Document passage:
------------------------

Dar es Salaam — In Tanzania, where a population of a million people relies on a single anesthesiologist, the worry is always about the fate of women and newborn children during childbirth at the country's less-equipped rural hospitals.
However, there is another dilemma attached to the efforts being made to train and increase the number of anesthesiologists in the needy regions where, sadly, the doctor - patient ratio is quite unproportional
Yet, Alex Lwiza, a Master's student in Anaesthesiology at Muhimbili University of Health and Allied Sciences (Muhas), believes that doctors in the rural parts of the country still lack enough exposure on what anaesthesiology entails.
"Most doctors usually find it easier to go for other courses like surgery, Obstetrics/Gynaecology, Paediatrics or Internal Medicine. They say there is a high demand for specialists in those fields," he says.
Dr Lwiza, who is a beneficiary of training programs which are meant to enhance life-saving skills of anaesthesiologists at Muhas, is hopeful that one day, the shortage of experts of his caliber, will one day come to an end.
But, the question remains: How can doctors leave rural hospitals for such specializedstudies amid shortages of workforce at their work stations?
Cases abound of the medics who get admission offers to universities for Masters Degrees--some in anaesthesiology--but are not granted permission to leave because staff shortage. Some are the only--or rather dependable medical officers at their work stations, The Citizen is informed.
On top of that, Tanzania still suffers unnecessarily high rates of maternal death, says Dr Ellen Senkoro, whose organization, the Benjamin William Mkapa Foundation (BMF), works in rural areas to extend health services to the underserved.
"On average, 24 women a day fall victim to complications of pregnancy and childbirth leading to death, most of them in rural areas where access to healthcare is limited," says Dr Senkoro.
Among the limited services is anesthesia care which is still clouded with lack of trained staff, infrastructure and equipment, leading to high rates of preventable death and disability.
In the midst of this reality, stakeholders in Anaesthesilolgy are banking their hopes on the ongoing plans by Tanzania to come up with a fellowship program which would ensure that doctors get their necessary training in Anesthesiology at their work stations.

------------------------

Source material:
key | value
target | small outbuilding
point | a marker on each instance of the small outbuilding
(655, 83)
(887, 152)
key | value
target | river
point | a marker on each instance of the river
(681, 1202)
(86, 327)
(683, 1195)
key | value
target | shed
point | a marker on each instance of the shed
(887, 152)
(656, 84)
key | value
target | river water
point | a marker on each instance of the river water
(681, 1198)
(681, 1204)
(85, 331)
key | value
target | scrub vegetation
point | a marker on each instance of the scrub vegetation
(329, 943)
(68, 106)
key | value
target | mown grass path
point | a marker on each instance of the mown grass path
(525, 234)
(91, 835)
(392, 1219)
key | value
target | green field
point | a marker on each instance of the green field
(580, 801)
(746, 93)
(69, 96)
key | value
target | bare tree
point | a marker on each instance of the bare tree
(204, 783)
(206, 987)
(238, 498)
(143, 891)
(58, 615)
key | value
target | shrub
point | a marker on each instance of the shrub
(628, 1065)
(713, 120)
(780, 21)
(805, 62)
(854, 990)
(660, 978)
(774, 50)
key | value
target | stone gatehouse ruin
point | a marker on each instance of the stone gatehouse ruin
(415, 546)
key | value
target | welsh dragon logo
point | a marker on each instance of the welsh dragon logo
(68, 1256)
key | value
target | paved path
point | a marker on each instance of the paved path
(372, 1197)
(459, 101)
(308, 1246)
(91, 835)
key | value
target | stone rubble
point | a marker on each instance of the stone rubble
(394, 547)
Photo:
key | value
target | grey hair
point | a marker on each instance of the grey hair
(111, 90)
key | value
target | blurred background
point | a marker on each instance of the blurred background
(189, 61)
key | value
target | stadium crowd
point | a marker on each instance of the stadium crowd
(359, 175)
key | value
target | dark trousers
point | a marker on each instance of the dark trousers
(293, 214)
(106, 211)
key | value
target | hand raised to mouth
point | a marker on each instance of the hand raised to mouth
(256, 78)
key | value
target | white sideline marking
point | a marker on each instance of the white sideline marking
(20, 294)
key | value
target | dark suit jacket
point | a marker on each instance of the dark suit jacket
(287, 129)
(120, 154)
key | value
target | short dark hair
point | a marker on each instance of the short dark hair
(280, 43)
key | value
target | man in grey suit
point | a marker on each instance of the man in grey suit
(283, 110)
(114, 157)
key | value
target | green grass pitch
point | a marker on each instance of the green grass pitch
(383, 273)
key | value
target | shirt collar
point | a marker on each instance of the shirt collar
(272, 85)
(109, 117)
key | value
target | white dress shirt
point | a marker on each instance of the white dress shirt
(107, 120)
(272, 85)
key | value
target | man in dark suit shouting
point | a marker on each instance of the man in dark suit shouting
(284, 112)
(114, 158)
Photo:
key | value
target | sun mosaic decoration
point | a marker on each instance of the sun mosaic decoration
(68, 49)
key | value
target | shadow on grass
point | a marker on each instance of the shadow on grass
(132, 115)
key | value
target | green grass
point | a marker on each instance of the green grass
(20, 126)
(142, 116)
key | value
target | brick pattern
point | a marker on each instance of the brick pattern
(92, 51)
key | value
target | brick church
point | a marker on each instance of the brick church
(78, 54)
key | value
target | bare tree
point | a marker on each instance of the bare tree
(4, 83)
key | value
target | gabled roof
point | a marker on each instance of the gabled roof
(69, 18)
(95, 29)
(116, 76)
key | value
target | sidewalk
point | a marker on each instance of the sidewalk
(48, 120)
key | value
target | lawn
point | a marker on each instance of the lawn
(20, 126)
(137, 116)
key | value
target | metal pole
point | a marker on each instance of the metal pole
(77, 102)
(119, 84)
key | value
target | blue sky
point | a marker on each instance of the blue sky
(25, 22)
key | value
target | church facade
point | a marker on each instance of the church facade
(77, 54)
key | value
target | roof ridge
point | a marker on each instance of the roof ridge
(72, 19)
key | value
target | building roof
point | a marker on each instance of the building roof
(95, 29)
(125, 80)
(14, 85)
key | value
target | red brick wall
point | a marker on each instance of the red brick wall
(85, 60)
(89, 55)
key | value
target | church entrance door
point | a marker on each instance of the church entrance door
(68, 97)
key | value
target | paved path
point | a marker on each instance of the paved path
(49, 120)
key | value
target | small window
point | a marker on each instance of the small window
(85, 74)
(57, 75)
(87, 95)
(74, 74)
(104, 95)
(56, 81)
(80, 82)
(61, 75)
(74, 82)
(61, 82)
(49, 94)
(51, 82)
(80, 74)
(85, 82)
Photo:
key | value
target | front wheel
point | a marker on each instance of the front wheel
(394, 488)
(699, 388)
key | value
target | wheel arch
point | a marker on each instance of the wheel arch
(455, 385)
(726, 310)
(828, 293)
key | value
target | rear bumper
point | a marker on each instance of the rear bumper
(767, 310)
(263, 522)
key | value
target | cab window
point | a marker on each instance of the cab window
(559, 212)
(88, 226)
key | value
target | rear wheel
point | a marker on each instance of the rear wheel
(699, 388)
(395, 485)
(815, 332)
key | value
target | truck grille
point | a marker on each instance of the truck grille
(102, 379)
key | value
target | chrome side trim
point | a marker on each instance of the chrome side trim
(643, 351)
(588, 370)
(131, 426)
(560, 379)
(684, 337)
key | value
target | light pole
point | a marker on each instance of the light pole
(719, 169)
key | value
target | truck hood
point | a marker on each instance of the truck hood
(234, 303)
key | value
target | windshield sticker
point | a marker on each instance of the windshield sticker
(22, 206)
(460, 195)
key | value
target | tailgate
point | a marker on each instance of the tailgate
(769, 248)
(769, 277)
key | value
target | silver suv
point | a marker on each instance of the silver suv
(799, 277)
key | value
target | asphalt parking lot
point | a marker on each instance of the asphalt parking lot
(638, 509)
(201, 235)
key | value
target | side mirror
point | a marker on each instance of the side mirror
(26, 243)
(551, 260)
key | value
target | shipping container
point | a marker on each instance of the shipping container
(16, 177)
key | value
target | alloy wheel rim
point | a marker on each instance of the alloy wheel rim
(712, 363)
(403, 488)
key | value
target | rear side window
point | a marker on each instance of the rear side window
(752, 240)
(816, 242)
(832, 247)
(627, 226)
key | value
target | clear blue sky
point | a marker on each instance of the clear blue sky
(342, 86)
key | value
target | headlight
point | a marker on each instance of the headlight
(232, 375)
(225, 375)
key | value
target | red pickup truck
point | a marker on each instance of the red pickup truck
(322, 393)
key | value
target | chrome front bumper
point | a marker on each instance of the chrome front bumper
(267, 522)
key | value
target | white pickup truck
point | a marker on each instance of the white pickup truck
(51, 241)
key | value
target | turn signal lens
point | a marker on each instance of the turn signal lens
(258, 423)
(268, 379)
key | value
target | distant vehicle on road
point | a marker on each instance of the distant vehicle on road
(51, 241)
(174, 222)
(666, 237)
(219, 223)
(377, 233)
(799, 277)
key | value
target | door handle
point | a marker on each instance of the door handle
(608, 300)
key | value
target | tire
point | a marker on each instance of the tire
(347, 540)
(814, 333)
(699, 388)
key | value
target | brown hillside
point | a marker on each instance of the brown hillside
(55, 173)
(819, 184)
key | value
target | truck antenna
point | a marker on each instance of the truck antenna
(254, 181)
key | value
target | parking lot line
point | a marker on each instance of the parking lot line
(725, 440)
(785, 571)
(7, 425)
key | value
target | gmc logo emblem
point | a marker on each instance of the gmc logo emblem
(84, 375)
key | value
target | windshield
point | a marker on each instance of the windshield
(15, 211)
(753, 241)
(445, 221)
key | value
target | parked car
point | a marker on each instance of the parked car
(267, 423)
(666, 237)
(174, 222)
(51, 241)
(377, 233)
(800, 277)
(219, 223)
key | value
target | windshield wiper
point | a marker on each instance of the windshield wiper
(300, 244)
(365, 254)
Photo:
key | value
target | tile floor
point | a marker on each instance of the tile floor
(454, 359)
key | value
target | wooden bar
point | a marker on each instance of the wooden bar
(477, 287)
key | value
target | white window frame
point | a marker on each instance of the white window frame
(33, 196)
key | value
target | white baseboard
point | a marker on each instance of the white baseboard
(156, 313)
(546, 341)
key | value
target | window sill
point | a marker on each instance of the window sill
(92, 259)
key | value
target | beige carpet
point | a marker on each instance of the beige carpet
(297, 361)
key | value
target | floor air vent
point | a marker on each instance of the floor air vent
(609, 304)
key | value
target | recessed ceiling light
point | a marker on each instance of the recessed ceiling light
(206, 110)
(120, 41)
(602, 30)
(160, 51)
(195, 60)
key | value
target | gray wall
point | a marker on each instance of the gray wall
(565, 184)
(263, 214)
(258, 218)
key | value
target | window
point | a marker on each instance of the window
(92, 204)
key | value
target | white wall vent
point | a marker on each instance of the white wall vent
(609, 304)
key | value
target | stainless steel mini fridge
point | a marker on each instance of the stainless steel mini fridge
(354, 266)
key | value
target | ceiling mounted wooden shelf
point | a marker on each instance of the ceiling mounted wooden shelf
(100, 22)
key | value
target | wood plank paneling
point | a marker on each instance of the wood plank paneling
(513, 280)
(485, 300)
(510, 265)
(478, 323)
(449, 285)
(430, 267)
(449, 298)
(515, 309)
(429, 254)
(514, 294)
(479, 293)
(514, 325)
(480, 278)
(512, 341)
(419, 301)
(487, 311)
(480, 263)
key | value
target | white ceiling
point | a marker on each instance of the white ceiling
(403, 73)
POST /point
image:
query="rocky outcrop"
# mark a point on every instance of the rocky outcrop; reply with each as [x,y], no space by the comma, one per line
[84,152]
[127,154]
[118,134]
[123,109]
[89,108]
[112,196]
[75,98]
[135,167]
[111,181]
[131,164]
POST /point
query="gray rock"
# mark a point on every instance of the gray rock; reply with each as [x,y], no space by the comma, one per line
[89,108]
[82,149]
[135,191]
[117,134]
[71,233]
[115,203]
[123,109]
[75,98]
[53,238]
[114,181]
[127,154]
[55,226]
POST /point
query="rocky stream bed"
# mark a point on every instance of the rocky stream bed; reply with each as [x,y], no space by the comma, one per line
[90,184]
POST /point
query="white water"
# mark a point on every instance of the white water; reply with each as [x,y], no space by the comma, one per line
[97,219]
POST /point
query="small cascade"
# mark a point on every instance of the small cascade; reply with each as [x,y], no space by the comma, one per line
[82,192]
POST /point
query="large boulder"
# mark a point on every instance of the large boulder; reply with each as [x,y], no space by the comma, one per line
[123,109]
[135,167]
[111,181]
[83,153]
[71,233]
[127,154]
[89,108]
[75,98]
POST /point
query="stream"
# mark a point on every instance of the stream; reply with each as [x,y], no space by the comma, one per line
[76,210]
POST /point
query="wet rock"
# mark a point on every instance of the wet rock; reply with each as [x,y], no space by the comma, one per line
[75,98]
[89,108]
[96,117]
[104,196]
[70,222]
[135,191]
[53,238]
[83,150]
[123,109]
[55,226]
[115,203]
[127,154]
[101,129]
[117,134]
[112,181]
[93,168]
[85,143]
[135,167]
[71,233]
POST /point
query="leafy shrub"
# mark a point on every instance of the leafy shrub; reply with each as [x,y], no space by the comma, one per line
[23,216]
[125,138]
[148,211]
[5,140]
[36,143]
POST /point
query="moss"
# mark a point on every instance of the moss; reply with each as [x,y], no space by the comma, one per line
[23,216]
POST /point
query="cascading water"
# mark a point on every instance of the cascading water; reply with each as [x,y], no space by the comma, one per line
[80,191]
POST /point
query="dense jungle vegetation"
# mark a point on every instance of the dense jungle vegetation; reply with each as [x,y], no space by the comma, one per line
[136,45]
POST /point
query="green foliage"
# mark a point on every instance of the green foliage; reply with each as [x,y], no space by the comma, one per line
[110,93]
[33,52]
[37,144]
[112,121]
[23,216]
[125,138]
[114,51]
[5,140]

------------------------

Set of tasks:
1. Answer these questions using the article on Tanzania's shortage of anesthesiologists:
(a) In Tanzania, how many people rely on a single anesthesiologist?
(b) What is the name of Dr Ellen Senkoro's organization?
(c) According to Dr Senkoro, how many women a day on average die from complications of pregnancy and childbirth?
2. Can you copy the article on Tanzania's shortage of anesthesiologists from "However, there is" up to and including "what anaesthesiology entails.", word for word?

Numbered responses:
1.
(a) A million people.
(b) The Benjamin William Mkapa Foundation (BMF).
(c) 24 women a day.

2.
However, there is another dilemma attached to the efforts being made to train and increase the number of anesthesiologists in the needy regions where, sadly, the doctor - patient ratio is quite unproportional
Yet, Alex Lwiza, a Master's student in Anaesthesiology at Muhimbili University of Health and Allied Sciences (Muhas), believes that doctors in the rural parts of the country still lack enough exposure on what anaesthesiology entails.